§ WORKING DATA:
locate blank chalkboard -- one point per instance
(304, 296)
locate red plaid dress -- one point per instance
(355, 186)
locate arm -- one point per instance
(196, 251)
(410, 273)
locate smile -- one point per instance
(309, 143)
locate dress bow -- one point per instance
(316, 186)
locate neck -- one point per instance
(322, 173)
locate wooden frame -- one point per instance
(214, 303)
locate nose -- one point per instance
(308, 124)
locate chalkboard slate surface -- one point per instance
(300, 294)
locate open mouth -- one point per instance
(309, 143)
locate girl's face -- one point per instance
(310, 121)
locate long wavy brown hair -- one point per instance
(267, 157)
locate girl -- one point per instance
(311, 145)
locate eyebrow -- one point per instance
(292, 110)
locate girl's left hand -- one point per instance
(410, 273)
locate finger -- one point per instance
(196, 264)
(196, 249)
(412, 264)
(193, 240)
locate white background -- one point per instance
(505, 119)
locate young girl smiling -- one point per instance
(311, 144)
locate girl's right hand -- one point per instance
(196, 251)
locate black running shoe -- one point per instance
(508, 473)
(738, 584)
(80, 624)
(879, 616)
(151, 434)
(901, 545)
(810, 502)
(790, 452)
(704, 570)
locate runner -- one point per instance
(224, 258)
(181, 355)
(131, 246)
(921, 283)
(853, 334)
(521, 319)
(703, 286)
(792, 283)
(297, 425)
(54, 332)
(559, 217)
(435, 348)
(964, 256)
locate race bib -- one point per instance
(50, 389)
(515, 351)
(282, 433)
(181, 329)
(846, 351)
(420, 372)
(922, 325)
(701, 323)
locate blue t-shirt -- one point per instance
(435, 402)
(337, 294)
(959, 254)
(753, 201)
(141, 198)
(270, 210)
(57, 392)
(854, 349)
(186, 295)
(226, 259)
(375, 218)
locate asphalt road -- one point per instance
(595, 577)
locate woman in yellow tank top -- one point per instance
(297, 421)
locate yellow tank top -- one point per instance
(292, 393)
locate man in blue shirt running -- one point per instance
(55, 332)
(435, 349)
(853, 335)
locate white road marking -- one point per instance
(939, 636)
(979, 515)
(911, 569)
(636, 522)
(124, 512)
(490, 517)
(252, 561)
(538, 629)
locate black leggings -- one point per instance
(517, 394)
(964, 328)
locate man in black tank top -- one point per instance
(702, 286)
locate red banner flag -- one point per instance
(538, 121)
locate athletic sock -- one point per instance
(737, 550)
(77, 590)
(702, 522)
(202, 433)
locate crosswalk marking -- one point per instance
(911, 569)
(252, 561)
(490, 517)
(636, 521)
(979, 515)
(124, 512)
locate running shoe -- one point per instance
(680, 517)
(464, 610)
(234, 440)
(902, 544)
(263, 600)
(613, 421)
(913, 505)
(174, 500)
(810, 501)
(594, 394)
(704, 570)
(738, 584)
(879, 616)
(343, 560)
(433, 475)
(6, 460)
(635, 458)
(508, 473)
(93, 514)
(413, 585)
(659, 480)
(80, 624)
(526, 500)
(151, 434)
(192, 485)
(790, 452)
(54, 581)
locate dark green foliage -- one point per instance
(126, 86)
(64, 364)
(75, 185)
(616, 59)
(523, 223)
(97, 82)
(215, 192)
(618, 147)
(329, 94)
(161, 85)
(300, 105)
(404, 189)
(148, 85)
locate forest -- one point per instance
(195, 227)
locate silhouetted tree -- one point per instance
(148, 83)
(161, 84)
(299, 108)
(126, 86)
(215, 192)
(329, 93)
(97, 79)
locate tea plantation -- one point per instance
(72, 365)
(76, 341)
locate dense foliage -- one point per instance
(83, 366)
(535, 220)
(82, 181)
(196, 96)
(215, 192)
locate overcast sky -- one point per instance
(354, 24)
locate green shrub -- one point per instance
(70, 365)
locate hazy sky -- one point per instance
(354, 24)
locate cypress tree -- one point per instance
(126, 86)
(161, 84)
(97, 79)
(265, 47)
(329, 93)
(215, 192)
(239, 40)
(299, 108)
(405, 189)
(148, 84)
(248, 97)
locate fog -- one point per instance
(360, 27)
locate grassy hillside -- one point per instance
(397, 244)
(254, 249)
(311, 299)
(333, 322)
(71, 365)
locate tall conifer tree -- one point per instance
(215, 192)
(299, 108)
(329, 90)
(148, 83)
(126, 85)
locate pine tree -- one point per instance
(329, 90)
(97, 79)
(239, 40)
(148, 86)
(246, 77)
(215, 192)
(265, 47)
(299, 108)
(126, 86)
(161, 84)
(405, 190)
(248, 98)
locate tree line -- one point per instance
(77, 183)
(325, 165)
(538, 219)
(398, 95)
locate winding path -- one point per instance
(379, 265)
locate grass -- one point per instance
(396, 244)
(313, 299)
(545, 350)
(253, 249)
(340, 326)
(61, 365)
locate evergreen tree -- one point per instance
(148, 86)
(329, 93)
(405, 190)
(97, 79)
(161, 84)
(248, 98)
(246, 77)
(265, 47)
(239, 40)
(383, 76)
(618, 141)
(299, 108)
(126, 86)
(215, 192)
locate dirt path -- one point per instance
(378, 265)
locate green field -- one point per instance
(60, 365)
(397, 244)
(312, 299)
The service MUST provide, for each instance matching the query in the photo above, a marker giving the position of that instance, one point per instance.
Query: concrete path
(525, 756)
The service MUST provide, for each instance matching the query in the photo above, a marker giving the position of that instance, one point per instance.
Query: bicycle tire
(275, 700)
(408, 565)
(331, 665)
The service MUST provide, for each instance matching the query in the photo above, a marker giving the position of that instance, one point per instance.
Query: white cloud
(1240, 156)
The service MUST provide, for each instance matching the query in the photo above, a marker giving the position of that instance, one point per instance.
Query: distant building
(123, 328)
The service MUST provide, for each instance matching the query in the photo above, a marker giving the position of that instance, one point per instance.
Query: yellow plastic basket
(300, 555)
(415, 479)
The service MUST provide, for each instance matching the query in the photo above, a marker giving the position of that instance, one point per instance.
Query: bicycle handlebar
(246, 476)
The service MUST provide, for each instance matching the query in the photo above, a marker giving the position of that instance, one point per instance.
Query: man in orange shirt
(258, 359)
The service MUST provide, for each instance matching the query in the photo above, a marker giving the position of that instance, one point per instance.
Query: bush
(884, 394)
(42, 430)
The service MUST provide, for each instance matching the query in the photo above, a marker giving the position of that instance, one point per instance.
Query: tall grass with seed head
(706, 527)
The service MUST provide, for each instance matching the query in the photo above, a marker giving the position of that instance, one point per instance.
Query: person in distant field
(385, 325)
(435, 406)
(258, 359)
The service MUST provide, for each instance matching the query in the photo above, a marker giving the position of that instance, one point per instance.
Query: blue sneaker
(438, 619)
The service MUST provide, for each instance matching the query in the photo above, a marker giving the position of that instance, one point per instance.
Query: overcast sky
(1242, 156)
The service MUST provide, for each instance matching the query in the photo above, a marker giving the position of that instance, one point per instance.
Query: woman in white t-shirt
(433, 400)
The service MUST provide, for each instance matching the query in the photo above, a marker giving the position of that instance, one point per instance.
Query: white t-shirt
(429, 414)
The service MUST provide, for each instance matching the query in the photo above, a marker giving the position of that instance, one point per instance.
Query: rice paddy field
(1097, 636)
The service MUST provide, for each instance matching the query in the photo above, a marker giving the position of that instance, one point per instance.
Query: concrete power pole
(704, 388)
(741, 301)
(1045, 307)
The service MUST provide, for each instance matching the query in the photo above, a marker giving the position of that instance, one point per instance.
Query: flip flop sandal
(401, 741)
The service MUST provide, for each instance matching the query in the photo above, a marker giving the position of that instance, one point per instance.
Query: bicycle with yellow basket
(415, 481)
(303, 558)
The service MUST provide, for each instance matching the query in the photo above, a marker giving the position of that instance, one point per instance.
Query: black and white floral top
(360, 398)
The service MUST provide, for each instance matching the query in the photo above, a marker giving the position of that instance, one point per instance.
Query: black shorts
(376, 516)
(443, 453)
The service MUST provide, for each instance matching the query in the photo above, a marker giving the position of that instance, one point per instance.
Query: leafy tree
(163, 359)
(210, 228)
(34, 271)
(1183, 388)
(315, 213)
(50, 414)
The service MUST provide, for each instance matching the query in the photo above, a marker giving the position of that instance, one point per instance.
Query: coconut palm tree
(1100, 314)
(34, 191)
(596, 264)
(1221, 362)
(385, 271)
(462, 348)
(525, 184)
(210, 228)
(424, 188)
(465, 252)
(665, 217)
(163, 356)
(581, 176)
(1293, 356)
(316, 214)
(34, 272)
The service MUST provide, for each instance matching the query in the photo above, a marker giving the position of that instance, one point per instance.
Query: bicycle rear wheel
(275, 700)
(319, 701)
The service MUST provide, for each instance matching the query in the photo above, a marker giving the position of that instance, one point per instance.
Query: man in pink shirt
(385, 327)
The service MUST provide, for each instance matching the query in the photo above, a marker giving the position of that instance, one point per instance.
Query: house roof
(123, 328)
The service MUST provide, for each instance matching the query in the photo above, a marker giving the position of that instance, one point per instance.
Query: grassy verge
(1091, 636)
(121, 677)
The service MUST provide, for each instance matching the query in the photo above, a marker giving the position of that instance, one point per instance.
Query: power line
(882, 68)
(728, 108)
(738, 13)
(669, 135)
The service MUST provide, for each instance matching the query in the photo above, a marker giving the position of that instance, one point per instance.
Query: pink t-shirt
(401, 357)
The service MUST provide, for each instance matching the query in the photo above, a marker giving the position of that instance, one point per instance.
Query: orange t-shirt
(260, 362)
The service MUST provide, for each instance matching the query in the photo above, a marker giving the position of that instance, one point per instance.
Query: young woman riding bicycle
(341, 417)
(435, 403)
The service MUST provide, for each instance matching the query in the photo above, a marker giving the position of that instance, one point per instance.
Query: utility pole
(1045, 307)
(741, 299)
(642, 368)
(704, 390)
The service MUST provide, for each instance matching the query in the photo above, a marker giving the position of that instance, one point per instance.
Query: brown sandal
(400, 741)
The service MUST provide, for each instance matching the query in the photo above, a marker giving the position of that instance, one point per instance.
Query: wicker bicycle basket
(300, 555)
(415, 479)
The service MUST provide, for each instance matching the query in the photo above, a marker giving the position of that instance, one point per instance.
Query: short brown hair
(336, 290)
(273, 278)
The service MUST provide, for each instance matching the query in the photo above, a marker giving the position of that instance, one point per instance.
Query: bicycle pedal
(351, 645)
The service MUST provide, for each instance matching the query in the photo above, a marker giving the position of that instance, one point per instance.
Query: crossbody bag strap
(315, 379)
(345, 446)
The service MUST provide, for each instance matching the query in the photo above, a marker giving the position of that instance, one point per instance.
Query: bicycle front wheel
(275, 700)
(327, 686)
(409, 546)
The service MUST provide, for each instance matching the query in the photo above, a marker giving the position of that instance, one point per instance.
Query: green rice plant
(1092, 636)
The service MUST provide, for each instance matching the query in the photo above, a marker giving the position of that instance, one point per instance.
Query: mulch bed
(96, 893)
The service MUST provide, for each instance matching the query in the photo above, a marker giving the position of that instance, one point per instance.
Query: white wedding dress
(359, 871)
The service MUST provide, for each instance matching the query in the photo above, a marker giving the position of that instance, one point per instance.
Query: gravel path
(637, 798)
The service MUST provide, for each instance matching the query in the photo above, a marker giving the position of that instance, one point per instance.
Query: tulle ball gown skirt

§ BRIEF: List every line of the data above that contains the string "running". Case matters.

§ ANSWER FOR THE TASK:
locate black running shoe -- one point per instance
locate man in blue shirt running -- one point per instance
locate running shoe -- one point per instance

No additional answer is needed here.